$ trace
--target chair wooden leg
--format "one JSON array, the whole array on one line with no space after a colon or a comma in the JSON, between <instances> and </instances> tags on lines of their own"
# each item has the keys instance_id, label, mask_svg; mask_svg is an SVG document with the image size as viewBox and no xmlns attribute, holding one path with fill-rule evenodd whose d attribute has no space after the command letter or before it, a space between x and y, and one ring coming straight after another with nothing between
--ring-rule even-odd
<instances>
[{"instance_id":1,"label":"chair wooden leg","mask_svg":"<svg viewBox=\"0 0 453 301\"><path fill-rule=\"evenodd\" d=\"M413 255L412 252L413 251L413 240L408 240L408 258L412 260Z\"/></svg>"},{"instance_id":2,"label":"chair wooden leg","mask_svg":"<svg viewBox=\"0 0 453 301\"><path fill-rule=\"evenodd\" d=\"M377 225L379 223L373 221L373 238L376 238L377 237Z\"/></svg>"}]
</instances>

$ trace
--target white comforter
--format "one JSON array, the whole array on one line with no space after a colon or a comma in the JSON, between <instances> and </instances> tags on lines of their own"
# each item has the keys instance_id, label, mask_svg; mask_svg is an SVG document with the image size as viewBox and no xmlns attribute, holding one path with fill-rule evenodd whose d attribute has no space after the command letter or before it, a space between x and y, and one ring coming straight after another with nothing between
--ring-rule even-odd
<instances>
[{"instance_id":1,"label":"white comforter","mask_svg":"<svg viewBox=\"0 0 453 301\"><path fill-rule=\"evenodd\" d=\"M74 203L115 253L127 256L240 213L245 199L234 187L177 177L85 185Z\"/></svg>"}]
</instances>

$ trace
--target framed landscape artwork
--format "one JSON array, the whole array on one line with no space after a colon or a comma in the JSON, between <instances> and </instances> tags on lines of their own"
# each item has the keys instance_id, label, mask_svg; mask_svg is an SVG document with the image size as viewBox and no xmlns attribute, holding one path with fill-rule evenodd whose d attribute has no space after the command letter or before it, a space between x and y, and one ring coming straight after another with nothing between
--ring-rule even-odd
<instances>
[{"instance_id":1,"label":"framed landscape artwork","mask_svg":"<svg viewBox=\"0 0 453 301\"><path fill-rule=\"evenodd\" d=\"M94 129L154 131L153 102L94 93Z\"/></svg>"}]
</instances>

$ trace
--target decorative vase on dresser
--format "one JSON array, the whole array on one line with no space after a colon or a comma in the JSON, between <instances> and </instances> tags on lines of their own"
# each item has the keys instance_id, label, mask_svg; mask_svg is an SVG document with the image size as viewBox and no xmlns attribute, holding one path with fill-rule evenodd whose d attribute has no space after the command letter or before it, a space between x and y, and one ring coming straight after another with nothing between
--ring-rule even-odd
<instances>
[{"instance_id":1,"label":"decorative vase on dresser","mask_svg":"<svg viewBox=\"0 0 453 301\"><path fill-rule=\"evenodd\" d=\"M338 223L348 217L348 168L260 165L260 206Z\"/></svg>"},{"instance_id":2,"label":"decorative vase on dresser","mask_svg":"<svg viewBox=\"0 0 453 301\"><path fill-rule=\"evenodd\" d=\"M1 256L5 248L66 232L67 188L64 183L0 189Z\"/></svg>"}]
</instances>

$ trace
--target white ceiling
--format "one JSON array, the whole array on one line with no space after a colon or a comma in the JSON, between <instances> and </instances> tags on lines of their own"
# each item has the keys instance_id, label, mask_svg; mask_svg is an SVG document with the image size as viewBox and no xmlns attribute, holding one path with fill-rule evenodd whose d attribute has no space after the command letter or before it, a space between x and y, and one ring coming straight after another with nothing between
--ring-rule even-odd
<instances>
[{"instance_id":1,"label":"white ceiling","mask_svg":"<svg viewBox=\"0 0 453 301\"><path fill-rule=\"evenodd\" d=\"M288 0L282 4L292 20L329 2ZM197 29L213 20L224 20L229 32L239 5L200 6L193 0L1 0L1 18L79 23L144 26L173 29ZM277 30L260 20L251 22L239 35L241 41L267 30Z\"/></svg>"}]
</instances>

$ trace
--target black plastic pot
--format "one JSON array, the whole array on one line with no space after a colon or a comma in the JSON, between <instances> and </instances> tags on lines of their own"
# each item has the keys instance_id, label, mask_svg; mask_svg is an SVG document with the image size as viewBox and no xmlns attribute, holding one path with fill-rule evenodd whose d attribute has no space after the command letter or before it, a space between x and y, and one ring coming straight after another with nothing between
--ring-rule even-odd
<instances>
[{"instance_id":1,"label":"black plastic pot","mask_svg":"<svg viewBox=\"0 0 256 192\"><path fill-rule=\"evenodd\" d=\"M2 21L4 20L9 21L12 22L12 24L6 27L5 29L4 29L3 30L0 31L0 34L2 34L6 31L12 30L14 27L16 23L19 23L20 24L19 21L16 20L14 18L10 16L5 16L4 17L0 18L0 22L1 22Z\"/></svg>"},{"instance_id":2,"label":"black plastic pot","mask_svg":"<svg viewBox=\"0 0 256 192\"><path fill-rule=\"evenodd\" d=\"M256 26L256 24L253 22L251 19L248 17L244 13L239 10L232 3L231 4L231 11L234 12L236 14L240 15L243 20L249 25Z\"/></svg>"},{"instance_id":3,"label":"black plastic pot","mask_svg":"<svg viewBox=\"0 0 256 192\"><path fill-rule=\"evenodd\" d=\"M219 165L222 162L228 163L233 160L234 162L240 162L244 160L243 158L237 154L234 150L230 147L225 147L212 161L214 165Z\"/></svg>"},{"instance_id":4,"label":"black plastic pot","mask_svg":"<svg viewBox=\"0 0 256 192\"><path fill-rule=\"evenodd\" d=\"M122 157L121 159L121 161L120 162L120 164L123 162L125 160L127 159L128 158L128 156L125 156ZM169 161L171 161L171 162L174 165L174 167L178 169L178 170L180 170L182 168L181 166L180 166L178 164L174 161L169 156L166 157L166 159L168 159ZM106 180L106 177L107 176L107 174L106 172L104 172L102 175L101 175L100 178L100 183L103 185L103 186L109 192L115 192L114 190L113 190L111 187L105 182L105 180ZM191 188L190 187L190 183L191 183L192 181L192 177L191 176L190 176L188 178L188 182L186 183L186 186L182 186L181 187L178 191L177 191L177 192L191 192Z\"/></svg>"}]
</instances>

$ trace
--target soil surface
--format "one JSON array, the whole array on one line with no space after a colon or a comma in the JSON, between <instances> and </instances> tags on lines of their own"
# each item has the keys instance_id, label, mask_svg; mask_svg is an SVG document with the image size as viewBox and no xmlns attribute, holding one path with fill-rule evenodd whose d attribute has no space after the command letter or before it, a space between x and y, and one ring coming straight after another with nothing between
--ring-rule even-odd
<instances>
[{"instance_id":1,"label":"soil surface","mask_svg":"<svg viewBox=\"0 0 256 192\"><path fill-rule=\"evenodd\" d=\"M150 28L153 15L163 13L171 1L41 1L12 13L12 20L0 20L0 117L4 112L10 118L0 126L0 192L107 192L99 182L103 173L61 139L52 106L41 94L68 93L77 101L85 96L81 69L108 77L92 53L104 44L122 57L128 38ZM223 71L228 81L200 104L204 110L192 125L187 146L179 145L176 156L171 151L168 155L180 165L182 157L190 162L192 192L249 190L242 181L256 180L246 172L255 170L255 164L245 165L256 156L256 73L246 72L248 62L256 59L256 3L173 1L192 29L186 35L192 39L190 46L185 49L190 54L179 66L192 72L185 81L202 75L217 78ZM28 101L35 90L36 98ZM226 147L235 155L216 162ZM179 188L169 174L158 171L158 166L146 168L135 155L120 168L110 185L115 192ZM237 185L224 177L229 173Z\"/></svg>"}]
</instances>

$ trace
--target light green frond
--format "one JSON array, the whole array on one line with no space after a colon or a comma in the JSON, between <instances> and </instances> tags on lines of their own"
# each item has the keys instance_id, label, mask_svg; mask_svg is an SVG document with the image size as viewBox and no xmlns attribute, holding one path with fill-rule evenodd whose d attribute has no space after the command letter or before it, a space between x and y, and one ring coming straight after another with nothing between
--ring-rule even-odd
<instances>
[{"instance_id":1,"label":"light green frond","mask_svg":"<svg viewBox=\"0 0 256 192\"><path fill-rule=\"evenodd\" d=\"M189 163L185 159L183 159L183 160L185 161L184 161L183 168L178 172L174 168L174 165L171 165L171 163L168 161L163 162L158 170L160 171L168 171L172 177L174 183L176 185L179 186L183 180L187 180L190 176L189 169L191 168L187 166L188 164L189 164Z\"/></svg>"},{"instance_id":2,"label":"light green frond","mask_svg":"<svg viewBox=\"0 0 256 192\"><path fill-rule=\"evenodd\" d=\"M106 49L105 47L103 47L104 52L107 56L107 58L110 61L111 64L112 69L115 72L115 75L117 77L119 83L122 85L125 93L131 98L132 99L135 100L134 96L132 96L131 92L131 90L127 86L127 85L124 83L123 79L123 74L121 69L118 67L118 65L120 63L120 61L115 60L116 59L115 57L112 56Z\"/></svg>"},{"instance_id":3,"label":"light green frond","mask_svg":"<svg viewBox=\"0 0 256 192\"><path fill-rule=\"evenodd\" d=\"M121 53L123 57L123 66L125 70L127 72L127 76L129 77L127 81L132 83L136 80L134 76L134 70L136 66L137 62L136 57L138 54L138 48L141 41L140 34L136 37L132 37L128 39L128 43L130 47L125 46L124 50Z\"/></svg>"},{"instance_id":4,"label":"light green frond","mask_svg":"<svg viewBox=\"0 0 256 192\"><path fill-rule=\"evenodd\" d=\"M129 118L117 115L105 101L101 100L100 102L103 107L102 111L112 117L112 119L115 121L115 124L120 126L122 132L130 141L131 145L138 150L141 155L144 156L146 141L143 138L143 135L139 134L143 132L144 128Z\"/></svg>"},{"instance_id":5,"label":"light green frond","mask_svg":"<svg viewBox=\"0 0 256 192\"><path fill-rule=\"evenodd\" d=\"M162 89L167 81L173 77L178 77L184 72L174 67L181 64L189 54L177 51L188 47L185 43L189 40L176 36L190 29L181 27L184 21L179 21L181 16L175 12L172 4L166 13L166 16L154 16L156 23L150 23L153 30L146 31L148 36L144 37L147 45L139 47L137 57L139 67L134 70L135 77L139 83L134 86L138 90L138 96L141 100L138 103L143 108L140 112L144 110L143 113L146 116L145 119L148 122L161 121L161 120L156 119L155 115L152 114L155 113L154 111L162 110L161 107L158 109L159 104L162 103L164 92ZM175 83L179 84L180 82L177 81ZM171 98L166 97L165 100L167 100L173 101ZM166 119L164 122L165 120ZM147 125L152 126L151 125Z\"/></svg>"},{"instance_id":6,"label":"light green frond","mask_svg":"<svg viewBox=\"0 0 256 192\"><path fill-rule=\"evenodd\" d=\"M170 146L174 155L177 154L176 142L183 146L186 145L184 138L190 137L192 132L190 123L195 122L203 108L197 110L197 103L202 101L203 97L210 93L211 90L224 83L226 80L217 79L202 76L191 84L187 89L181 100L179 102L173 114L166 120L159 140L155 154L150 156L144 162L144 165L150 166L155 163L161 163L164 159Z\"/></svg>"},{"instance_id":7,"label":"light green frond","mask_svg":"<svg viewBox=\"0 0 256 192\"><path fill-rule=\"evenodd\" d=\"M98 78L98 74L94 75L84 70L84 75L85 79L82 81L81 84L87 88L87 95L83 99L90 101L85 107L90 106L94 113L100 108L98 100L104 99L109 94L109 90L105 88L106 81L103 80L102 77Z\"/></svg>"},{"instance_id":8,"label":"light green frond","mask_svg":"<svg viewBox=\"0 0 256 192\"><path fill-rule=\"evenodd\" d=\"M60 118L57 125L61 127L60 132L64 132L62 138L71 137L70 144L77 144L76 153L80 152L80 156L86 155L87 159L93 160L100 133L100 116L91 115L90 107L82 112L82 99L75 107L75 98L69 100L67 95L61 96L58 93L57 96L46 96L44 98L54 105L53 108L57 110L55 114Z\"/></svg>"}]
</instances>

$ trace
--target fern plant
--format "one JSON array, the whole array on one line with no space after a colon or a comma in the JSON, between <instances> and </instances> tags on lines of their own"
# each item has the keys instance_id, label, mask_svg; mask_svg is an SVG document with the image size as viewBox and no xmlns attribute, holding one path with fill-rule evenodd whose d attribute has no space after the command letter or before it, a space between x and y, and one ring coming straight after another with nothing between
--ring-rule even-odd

* * * * * * *

STATED EXERCISE:
Which lines in the rows above contain the word "target"? Copy out each of those lines in full.

RESPONSE:
--target chair wooden leg
--target white comforter
--target framed landscape artwork
--target decorative vase on dresser
--target white ceiling
--target black plastic pot
--target soil surface
--target light green frond
--target fern plant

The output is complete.